• _Records provided_
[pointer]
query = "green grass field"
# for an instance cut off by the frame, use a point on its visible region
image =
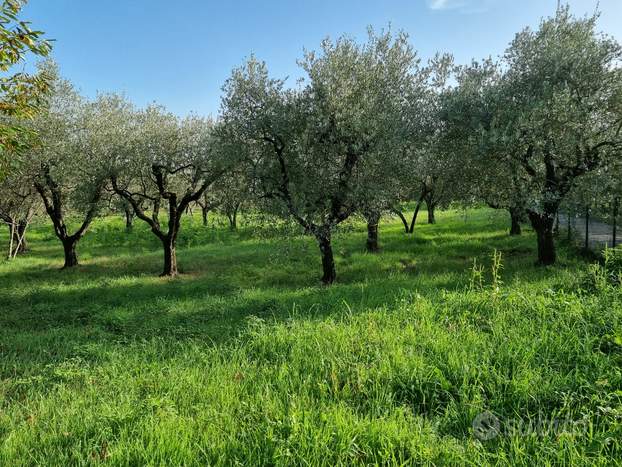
(246, 359)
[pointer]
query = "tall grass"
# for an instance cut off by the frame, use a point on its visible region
(245, 359)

• _Exercise aim_
Write out the data exactly, but not its pictures.

• _Response to the task_
[pointer]
query = "green grass field"
# for an instance cut off by the frame, use a point on its visible region
image =
(246, 359)
[pointer]
query = "tall grass"
# for an instance cut off by the frame, use a point on its visible region
(245, 359)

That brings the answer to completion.